→ **WHAT YOU WILL DO**: Carry over every entry exactly as it appears in the records.

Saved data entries
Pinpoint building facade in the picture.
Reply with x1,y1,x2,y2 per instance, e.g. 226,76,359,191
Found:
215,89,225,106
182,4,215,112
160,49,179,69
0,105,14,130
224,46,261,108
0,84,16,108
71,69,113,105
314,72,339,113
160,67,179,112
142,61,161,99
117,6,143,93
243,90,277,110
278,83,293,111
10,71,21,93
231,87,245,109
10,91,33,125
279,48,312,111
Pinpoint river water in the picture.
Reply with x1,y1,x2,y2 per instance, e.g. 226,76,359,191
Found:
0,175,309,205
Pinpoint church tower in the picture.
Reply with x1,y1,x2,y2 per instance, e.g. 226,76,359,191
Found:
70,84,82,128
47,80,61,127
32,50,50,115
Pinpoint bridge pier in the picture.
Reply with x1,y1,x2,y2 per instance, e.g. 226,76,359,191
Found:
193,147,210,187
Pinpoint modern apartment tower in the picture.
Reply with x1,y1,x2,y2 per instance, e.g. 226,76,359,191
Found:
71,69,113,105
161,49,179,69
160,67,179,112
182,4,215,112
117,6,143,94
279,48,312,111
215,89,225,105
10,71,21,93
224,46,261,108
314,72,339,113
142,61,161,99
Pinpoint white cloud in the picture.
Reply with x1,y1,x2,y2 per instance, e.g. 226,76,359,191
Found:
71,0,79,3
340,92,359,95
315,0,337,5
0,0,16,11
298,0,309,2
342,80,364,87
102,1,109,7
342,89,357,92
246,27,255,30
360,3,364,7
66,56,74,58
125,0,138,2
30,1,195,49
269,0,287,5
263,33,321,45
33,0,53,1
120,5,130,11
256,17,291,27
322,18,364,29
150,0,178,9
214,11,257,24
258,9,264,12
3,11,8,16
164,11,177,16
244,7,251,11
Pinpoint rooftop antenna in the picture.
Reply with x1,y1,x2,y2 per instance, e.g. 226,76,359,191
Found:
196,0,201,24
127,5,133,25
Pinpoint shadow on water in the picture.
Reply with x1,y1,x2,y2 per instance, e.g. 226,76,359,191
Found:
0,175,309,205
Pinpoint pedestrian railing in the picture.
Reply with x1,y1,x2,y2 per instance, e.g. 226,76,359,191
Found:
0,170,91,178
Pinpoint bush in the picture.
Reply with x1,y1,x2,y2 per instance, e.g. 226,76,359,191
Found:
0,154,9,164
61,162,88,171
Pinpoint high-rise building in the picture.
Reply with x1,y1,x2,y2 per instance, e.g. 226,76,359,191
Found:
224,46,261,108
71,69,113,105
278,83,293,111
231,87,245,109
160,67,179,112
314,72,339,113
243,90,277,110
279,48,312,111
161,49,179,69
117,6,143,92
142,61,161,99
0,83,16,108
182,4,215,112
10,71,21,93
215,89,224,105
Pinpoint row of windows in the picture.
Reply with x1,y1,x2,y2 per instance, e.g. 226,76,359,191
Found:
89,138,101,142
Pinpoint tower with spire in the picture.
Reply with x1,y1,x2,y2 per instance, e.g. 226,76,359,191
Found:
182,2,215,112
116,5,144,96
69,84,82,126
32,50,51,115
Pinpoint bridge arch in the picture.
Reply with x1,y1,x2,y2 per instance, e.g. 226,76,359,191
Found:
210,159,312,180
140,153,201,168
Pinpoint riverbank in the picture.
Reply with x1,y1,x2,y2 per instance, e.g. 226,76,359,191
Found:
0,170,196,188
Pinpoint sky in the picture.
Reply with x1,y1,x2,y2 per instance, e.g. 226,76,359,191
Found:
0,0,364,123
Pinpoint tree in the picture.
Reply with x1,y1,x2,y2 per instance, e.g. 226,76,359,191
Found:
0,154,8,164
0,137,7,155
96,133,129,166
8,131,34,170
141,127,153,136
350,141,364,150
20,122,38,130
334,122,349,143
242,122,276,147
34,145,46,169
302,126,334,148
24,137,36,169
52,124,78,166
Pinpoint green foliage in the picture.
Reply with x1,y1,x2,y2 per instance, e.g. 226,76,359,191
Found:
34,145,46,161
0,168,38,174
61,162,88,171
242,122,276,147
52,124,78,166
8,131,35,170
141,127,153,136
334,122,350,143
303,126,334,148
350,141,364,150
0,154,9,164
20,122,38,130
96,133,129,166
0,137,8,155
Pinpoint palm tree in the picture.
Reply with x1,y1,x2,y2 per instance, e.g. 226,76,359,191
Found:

→ **ANSWER TO THIS PROBLEM**:
Pinpoint building facade in the picture.
Reply with x1,y1,x2,y2 per instance, e.g. 226,76,359,191
Found:
215,89,225,106
182,4,215,112
160,49,179,69
0,105,14,130
224,46,261,108
0,84,16,108
71,69,113,105
314,72,339,113
160,67,179,112
142,61,161,99
117,6,143,93
243,90,277,110
278,83,293,111
10,71,21,93
231,87,245,109
10,91,33,125
279,48,312,111
Pinpoint river water in the picture.
Reply with x1,y1,x2,y2 per instance, e.g. 226,76,359,191
Found:
0,175,309,205
Pinpoint church tower in the picture.
Reply with x1,y1,x2,y2 per instance, e.g. 226,76,359,191
Found:
70,84,82,128
47,80,61,127
32,50,50,115
Pinpoint bridge pier in the picture.
Reply with x1,y1,x2,y2 per instance, e.g. 226,76,359,191
Found:
193,147,210,187
Pinpoint modern apartment tower in the picture.
Reply with x1,y1,x2,y2 per instance, e.g. 226,76,359,191
Found:
71,69,113,105
161,49,179,69
160,67,179,112
182,4,215,112
117,6,143,94
279,48,312,111
215,89,225,105
10,71,21,93
224,46,261,108
314,72,339,113
142,61,161,99
Pinpoint white cloud in the picture.
Reply with x1,y1,x2,y2 per instance, e.g. 226,76,359,191
Found:
71,0,79,3
340,92,359,95
315,0,337,5
0,0,16,11
298,0,309,2
342,80,364,87
102,1,109,7
342,89,357,92
246,27,255,30
360,3,364,7
66,56,74,58
125,0,138,2
30,1,195,49
269,0,287,5
263,33,321,45
33,0,53,1
120,5,130,11
256,17,291,27
322,18,364,29
150,0,178,9
214,11,257,24
258,9,264,12
3,11,8,16
164,11,177,16
244,7,251,11
Pinpoint rooftop antenna in the picture.
Reply with x1,y1,x2,y2 per instance, e.g. 226,76,359,191
Found:
196,0,201,24
127,5,133,25
Pinpoint shadow on water in the picture.
Reply with x1,y1,x2,y2 per instance, e.g. 226,76,359,191
Found:
0,175,309,205
Pinpoint pedestrian railing in the picture.
Reply with x1,y1,x2,y2 per instance, e.g. 226,76,359,191
Found:
0,170,91,178
Pinpoint bush in the picture.
Reply with x1,y1,x2,y2 per instance, e.g. 226,76,359,191
Found:
0,154,9,164
61,162,88,171
Pinpoint high-rise building in the picture.
Reply with x1,y1,x2,y2 per instance, e.g. 226,76,359,191
Found:
224,46,261,108
71,69,113,105
278,83,293,111
231,87,245,109
160,67,179,112
314,72,339,113
243,90,277,110
279,48,312,111
161,49,179,69
117,6,143,92
142,61,161,99
0,83,16,108
182,4,215,112
10,71,21,93
215,89,224,105
Pinpoint row of windows in the picture.
Reply with x1,y1,x2,y2 per instance, e.g. 226,76,359,191
Found:
89,138,101,142
Pinpoint tower with spire in the picture.
Reply with x1,y1,x2,y2 per instance, e.g. 226,76,359,191
Found:
182,2,215,112
116,5,144,96
69,84,82,126
32,50,51,115
Pinpoint bridge arch in the picture.
Reply with x1,y1,x2,y2 per instance, e.g. 226,76,359,191
Found:
210,159,312,180
140,153,201,168
Pinpoint riverbank in the picture.
Reply with x1,y1,x2,y2 per instance, e.g. 226,76,359,191
Found:
0,170,196,188
Pinpoint sky in the picture.
Reply with x1,y1,x2,y2 per instance, e.g. 226,76,359,191
Found:
0,0,364,123
Pinpoint tree in the picture.
Reply with x1,y1,x2,y2 per instance, e.g. 226,76,359,191
Found:
0,154,8,164
0,137,7,155
96,133,129,166
8,131,34,170
141,127,153,136
350,141,364,150
20,122,38,130
334,122,349,143
242,122,276,147
34,145,46,169
302,126,334,148
24,137,36,169
52,124,78,166
Pinpoint green foliage in the picture.
Reply with x1,y1,x2,y2 per instance, e.g. 226,76,359,191
Found:
34,145,46,161
0,168,38,174
61,162,88,171
242,122,276,147
52,124,78,166
8,131,35,170
141,127,153,136
334,122,350,143
303,126,334,148
350,141,364,150
0,154,9,164
20,122,38,130
96,133,129,166
0,137,8,155
Pinpoint palm tree in the picture.
Reply with x1,y1,x2,y2 per instance, e.g. 226,76,359,191
Found:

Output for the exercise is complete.